WRITTEN TASK: What follows is a listing to be transcribed exactly.

### DATA FOR PROCESSING

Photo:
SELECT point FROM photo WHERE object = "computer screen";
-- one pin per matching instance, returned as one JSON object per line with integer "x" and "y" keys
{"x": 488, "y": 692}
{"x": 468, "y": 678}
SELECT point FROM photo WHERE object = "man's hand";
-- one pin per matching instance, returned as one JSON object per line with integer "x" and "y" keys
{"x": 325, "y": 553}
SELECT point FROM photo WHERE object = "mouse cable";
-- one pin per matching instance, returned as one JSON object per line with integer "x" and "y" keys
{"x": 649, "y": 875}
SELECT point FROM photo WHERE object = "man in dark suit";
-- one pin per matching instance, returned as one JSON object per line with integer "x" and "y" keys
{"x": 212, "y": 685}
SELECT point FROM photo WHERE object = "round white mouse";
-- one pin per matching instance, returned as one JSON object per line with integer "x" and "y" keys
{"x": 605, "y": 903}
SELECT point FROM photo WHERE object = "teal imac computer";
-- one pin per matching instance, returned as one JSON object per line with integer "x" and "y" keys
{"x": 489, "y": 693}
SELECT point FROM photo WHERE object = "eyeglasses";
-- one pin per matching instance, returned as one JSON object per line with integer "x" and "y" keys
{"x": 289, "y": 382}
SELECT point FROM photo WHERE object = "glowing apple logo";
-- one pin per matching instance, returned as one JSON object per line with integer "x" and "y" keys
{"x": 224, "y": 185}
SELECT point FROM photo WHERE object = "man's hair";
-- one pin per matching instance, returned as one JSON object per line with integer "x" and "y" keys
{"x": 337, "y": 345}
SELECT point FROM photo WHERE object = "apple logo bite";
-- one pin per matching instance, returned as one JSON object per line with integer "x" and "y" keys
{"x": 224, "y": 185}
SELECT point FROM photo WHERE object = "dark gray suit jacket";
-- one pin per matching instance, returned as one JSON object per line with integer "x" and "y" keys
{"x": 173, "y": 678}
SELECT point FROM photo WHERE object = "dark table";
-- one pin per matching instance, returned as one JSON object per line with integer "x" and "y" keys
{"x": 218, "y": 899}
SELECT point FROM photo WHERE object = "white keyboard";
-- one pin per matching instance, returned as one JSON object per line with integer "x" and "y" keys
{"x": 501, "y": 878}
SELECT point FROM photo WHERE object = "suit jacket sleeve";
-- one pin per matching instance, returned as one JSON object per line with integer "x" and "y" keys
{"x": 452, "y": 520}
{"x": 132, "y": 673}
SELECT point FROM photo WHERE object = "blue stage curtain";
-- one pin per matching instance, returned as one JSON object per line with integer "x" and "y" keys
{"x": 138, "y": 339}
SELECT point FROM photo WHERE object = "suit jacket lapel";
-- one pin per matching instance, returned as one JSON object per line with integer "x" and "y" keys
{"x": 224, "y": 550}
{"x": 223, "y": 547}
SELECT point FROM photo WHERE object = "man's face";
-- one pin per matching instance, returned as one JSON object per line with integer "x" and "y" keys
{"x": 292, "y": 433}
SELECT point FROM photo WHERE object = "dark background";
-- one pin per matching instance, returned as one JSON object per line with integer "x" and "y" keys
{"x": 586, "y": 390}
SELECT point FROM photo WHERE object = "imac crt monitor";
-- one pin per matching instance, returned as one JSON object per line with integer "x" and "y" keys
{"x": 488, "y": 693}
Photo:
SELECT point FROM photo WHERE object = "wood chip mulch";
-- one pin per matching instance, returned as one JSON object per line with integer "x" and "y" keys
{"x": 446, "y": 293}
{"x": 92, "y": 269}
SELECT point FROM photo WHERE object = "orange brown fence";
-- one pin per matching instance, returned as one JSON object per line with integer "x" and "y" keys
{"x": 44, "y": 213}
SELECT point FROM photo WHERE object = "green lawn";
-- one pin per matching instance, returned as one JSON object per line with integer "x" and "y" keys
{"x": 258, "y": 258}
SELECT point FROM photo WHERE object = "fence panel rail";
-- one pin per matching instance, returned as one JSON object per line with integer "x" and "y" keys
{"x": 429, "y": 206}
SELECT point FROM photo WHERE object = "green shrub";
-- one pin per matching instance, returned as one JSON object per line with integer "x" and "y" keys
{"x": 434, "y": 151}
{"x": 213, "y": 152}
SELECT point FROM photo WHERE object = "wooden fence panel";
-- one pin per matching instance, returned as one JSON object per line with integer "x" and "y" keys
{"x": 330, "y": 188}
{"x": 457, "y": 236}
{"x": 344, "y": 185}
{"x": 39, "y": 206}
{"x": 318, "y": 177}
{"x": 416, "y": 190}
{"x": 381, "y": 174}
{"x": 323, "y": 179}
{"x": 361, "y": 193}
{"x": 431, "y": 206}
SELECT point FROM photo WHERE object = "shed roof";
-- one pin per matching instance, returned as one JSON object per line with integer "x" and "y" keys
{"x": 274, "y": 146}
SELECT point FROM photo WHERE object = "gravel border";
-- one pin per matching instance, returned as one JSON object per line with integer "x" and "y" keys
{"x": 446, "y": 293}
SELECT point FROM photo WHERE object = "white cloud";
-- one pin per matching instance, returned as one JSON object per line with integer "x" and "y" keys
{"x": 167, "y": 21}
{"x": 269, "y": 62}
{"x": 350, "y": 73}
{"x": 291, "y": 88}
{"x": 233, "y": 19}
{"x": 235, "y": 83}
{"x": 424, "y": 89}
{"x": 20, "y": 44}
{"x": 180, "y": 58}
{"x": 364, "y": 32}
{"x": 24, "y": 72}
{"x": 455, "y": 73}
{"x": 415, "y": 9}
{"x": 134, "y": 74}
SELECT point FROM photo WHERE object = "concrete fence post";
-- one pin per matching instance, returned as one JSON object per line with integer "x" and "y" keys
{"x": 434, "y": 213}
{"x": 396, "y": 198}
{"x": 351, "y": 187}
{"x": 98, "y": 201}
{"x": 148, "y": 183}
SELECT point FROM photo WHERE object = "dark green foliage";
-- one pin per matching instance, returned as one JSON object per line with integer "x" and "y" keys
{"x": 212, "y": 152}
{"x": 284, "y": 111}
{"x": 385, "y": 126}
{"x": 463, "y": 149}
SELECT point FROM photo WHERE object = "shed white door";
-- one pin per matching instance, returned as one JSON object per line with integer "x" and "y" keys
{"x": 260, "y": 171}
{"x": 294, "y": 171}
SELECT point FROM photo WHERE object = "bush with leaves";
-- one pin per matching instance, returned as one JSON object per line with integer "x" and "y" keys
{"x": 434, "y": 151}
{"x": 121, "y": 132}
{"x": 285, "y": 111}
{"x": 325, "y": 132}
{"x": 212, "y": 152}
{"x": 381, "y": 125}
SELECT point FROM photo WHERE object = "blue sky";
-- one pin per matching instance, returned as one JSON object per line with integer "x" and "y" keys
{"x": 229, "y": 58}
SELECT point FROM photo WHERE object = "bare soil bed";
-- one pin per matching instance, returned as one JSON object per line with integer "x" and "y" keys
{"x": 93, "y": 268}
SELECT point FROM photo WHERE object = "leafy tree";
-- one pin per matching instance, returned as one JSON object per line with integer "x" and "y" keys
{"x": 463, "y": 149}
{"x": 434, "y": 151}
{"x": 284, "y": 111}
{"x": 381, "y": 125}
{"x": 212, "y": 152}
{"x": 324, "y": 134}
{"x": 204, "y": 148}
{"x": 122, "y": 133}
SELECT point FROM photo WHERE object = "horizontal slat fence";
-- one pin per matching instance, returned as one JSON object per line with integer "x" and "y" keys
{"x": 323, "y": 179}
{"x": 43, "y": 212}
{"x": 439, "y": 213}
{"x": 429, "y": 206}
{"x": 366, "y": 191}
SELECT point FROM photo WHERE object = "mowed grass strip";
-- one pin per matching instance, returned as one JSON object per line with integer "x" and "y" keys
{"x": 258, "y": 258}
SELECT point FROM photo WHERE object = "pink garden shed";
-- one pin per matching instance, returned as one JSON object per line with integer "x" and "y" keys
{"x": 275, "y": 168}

######

ANSWER TO THIS TASK:
Photo:
SELECT point FROM photo WHERE object = "computer screen";
-- one pin per matching instance, returned as one JSON object per line with integer "x" and "y" keys
{"x": 488, "y": 692}
{"x": 468, "y": 678}
SELECT point FROM photo WHERE object = "man's hand";
-- one pin per matching instance, returned as one JSON object per line with integer "x" and "y" keys
{"x": 325, "y": 553}
SELECT point FROM photo WHERE object = "mouse cable";
-- one pin per matching instance, returned as one JSON object per line with integer "x" and "y" keys
{"x": 649, "y": 875}
SELECT point FROM photo WHERE object = "man in dark suit";
-- one pin per matching instance, returned as one JSON object per line with integer "x" and "y" keys
{"x": 212, "y": 685}
SELECT point FROM photo WHERE object = "round white mouse";
-- one pin per matching instance, returned as one JSON object per line with integer "x" and "y" keys
{"x": 605, "y": 903}
SELECT point FROM photo WHERE object = "teal imac computer";
-- one pin per matching instance, returned as one JSON object per line with integer "x" and "y" keys
{"x": 489, "y": 693}
SELECT point FROM photo WHERE object = "eyeglasses";
-- one pin per matching instance, returned as one JSON object per line with integer "x" and "y" keys
{"x": 289, "y": 382}
SELECT point FROM photo WHERE object = "glowing apple logo";
-- one pin per matching instance, returned as one JSON object per line with integer "x" and "y" keys
{"x": 224, "y": 185}
SELECT point FROM photo WHERE object = "man's hair";
-- one pin per matching instance, returned as one JSON object per line with integer "x" and "y" keys
{"x": 337, "y": 345}
SELECT point FROM photo WHERE object = "apple logo bite";
-- one pin per matching instance, returned as one JSON object per line with integer "x" and "y" keys
{"x": 224, "y": 185}
SELECT point FROM photo WHERE object = "dark gray suit jacket";
-- one pin per matching instance, returned as one JSON object per line with integer "x" and "y" keys
{"x": 173, "y": 678}
SELECT point FROM photo WHERE object = "dark table";
-- one pin per matching instance, returned as one JSON object per line with integer "x" and "y" keys
{"x": 218, "y": 899}
SELECT point FROM photo WHERE object = "white keyboard";
-- one pin per matching instance, returned as one JSON object per line with integer "x" and "y" keys
{"x": 501, "y": 878}
SELECT point FROM photo WHERE object = "suit jacket sleeve";
-- one pin per matching instance, returned as one JSON object per line with integer "x" and "y" keys
{"x": 452, "y": 520}
{"x": 132, "y": 673}
SELECT point FROM photo WHERE object = "blue stage curtain";
-- one pin per matching instance, returned as one JSON object per line with integer "x" and "y" keys
{"x": 138, "y": 339}
SELECT point FROM photo WHERE object = "suit jacket lapel";
-- one pin per matching instance, returned as one JSON object per line with integer "x" and "y" keys
{"x": 224, "y": 550}
{"x": 223, "y": 547}
SELECT point FROM photo WHERE object = "man's face";
-- one pin per matching instance, returned as one JSON object per line with integer "x" and "y" keys
{"x": 292, "y": 433}
SELECT point FROM photo WHERE object = "dark background";
-- one pin per matching instance, returned as one JSON object per line with integer "x" and "y" keys
{"x": 586, "y": 390}
SELECT point FROM photo WHERE object = "imac crt monitor";
-- one pin per matching instance, returned as one JSON object per line with integer "x" and "y" keys
{"x": 488, "y": 693}
Photo:
SELECT point FROM photo WHERE object = "wood chip mulch";
-- one pin per matching instance, returned as one JSON object per line with integer "x" and "y" keys
{"x": 446, "y": 293}
{"x": 92, "y": 269}
SELECT point FROM photo WHERE object = "orange brown fence";
-- one pin per matching instance, returned as one JSON object per line with integer "x" and "y" keys
{"x": 44, "y": 213}
SELECT point FROM photo WHERE object = "green lawn";
-- one pin per matching instance, returned as one JSON object per line with integer "x" and "y" keys
{"x": 258, "y": 258}
SELECT point FROM photo WHERE object = "fence panel rail";
-- one pin per matching instance, returned as one JSON object per line with integer "x" and "y" keys
{"x": 429, "y": 206}
SELECT point FROM photo WHERE object = "green shrub";
-- one pin per matching instance, returned as one JSON object per line with integer "x" and "y" keys
{"x": 434, "y": 151}
{"x": 213, "y": 152}
SELECT point FROM photo WHERE object = "wooden fence panel";
-- one pin per matching instance, returned as one JSON object per line with integer "x" and "y" keys
{"x": 330, "y": 188}
{"x": 457, "y": 236}
{"x": 344, "y": 185}
{"x": 39, "y": 206}
{"x": 318, "y": 177}
{"x": 416, "y": 190}
{"x": 381, "y": 174}
{"x": 323, "y": 179}
{"x": 361, "y": 193}
{"x": 431, "y": 206}
SELECT point FROM photo WHERE object = "shed roof";
-- one pin per matching instance, returned as one JSON object per line with integer "x" and "y" keys
{"x": 274, "y": 146}
SELECT point FROM photo WHERE object = "gravel border";
-- one pin per matching instance, returned as one JSON object per line with integer "x" and "y" keys
{"x": 446, "y": 293}
SELECT point FROM photo WHERE object = "white cloud";
-- one pin per matching instance, returned as one JSON object per line with integer "x" and "y" keys
{"x": 167, "y": 21}
{"x": 269, "y": 62}
{"x": 350, "y": 73}
{"x": 291, "y": 88}
{"x": 233, "y": 19}
{"x": 235, "y": 83}
{"x": 424, "y": 89}
{"x": 20, "y": 44}
{"x": 180, "y": 58}
{"x": 364, "y": 32}
{"x": 24, "y": 72}
{"x": 455, "y": 73}
{"x": 415, "y": 9}
{"x": 134, "y": 74}
SELECT point FROM photo WHERE object = "concrete fence post";
-- one pin per matching instance, returned as one JSON object per line with integer "x" and "y" keys
{"x": 434, "y": 213}
{"x": 396, "y": 198}
{"x": 351, "y": 187}
{"x": 98, "y": 201}
{"x": 148, "y": 183}
SELECT point FROM photo WHERE object = "dark green foliage";
-- one pin per matching instance, returned as one JSON object per line with integer "x" and "y" keys
{"x": 212, "y": 152}
{"x": 284, "y": 111}
{"x": 385, "y": 126}
{"x": 463, "y": 149}
SELECT point FROM photo WHERE object = "shed white door";
-- one pin per matching instance, returned as one JSON object per line with integer "x" and "y" keys
{"x": 260, "y": 171}
{"x": 294, "y": 171}
SELECT point FROM photo WHERE object = "bush with leaves";
-- one pin per matching instance, returned as one JSON object per line with integer "x" and "y" keys
{"x": 434, "y": 151}
{"x": 121, "y": 132}
{"x": 285, "y": 111}
{"x": 325, "y": 132}
{"x": 212, "y": 152}
{"x": 381, "y": 125}
SELECT point FROM photo WHERE object = "blue sky";
-- one pin per matching instance, returned as one JSON object per line with integer "x" and "y" keys
{"x": 229, "y": 58}
SELECT point FROM photo WHERE object = "bare soil bed";
-- one pin per matching instance, returned as one JSON object per line with integer "x" and "y" keys
{"x": 93, "y": 268}
SELECT point FROM photo WHERE object = "leafy tree";
-- one pin per matching instance, returned as one JSON object per line with integer "x" and "y" keys
{"x": 463, "y": 149}
{"x": 434, "y": 151}
{"x": 284, "y": 111}
{"x": 381, "y": 125}
{"x": 212, "y": 152}
{"x": 324, "y": 134}
{"x": 204, "y": 148}
{"x": 122, "y": 133}
SELECT point FROM photo WHERE object = "horizontal slat fence";
-- one pin per matching instance, returned as one JSON object per line with integer "x" and "y" keys
{"x": 323, "y": 179}
{"x": 43, "y": 212}
{"x": 439, "y": 213}
{"x": 429, "y": 206}
{"x": 366, "y": 191}
SELECT point FROM photo WHERE object = "mowed grass strip";
-- one pin per matching instance, returned as one JSON object per line with integer "x" and "y" keys
{"x": 258, "y": 258}
SELECT point FROM photo WHERE object = "pink garden shed";
-- one pin per matching instance, returned as one JSON object per line with integer "x" and "y" keys
{"x": 275, "y": 168}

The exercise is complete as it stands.